▸ EXCERPT
Imprimir Republish

Good practices

An algorithm for evaluating research credibility

The Pentagon wants to develop a tool capable of identifying whether social and behavioral science research results are credible

Nelson Provazi

The United States Department of Defense (DoD) is investing US$7.6 million in the development of an artificial intelligence system to assess whether findings from the social and behavioral sciences are actually true. The program, known as SCORE (Systematizing Confidence in Open Research and Evidence), will last three years. The Pentagon’s objective is to create an automated tool that can assign a score to research results in disciplines such as psychology, anthropology, and sociology, according to an estimated degree of confidence. The classification would give users of scientific information a better idea about the level of uncertainty of the conclusions.

According to anthropologist Adam Russell, the Pentagon often uses research by social scientists and psychologists as a basis for developing national security plans, modelling human social systems, and guiding investment. “However, a number of recent empirical studies and meta-analyses have revealed that results vary dramatically in terms of their ability to be independently reproduced or replicated,” wrote Russell, who is a program manager at DARPA, the Pentagon’s research agency. He makes reference to the so-called “replication crisis,” which has seen a number of high-profile cases where scientific articles, especially in fields such as medicine, life sciences, and psychology, have been discredited because it was not possible to replicate their results in subsequent studies. One such scandal involved Diederick Stapel, a social psychology professor at the University of Tilburg in the Netherlands, who had 30 articles retracted for data manipulation. Three years ago, an international collaboration replicated 100 experimental psychology studies and was only able to reproduce the results of 36 of them.

Last month, DARPA announced a partnership between the SCORE program and the Center for Open Science (COS), a nongovernmental organization linked to the University of Virginia with vast experience in replicating scientific experiments. The COS has become known for its Reproducibility Initiative, a program it led from 2013 to 2018 to assess whether 50 potential cancer drugs described in scientific papers had any chance of ever reaching the market. “Research credibility assessments can help scientists choose research topics, agencies decide what to fund, and policymakers select the best evidence,” said biologist Tim Errington, a researcher at COS.

The SCORE program will be divided into four phases. First, a database of around 30,000 scientific articles will be created, populated with study results and information from other sources such as the number of citations received, whether primary data is publicly available, and whether the research was preregistered—a guarantee that the hypothesis was not changed during the course of the experiment. This stage will involve a collaboration with researchers from the universities of Syracuse and Pennsylvania. Next, 3,000 of these articles will be selected for expert analysis, and each will be assigned a score representing how likely it is that the results can be replicated.

Particular attention will be paid to elements related to the quality of the results, such as sample size, conflicts of interest, and the reputation of the author and institution. The scoring process used by the experts to classify the articles will then be analyzed by computer scientists who will create algorithms designed to automatically perform the same task. Finally, teams of researchers will attempt to redo the experiments described in the 3,000 articles, to test whether the algorithm is capable of accurately predicting reproducibility. “The plan is not to replace humans with machines, but rather to find the best ways to combine the two,” Russell told the journal Nature.

The plan is not to replace humans with machines, but rather to find the best ways to combine the two, says anthropologist Adam Russell

There is, of course, a risk of failure. The Reproducibility Initiative led by the COS involved dozens of teams of scientists and in the end, the results were limited. Difficulties achieving the right conditions meant that the program was terminated after analyzing less than half of the planned 50 studies. In an initial survey of 10 evaluated studies, only five were considered reliable—the others reached inconclusive or negative results. SCORE program manager Adam Russell has experience with complicated projects like this. Prior to working at the DoD, he managed programs specializing in high-risk innovative projects at IARPA, an agency overseen by the US Office of the Director of National Intelligence that funds research in businesses and universities involving experts in mathematics, computer science, neuroscience, cognitive psychology, and others.

Psychologist Brian Nosek, a professor at the University of Virginia and director of the COS, believes there is a chance that the program will fail to provide a faithful view of research credibility if it cannot create a robust database or replicate studies to a high quality. But he thinks it is worth the risk. “Whatever the outcome, we will learn a ton about the state of science and how we can improve.”

Items listed in a dataset:
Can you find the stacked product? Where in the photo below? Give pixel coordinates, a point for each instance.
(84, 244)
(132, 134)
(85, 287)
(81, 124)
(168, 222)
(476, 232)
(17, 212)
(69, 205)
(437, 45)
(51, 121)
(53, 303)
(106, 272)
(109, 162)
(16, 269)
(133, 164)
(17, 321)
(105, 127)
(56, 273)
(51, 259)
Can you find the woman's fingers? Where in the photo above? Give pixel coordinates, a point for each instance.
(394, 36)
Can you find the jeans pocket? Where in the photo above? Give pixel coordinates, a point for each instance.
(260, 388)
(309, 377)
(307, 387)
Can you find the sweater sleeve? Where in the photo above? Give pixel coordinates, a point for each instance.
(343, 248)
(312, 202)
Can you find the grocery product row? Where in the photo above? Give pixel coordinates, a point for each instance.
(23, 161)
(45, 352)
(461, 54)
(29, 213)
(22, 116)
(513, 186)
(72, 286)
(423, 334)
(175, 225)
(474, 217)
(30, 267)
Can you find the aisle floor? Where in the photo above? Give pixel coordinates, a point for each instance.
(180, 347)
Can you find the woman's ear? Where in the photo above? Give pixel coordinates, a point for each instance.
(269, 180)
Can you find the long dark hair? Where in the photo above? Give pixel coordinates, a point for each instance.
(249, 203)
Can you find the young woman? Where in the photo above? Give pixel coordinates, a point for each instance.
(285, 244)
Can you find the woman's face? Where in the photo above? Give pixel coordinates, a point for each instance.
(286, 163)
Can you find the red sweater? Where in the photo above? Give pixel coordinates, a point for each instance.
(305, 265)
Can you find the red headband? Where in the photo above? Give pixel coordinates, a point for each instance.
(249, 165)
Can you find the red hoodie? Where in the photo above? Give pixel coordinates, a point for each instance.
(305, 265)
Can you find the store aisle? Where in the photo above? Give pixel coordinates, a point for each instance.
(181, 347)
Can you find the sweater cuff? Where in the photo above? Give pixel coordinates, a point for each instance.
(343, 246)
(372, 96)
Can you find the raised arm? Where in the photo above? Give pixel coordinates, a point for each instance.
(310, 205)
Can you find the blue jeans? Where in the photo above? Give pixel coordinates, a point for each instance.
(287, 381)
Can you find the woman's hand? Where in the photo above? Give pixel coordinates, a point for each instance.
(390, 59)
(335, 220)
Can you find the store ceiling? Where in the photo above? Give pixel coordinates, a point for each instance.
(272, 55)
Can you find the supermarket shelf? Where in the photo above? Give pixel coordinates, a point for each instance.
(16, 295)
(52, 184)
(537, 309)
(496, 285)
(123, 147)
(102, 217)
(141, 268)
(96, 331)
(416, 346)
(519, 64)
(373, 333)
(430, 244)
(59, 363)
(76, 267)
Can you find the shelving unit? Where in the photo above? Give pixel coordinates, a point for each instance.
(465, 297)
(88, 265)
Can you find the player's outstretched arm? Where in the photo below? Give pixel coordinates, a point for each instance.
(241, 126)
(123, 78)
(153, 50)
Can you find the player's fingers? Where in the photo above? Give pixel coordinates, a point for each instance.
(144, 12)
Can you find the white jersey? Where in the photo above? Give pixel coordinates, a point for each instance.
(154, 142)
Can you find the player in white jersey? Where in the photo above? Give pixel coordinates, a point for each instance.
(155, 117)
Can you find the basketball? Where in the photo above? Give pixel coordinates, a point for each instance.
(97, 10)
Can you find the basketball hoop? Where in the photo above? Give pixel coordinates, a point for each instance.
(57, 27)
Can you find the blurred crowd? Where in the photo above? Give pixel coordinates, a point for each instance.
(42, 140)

▸ WORK TASK
In the article on the SCORE program, what information from other sources will the database of scientific articles include alongside study results? These records have no connection to the article on the SCORE program.

▸ SOLUTION
- The number of citations received
- Whether primary data is publicly available
- Whether the research was preregistered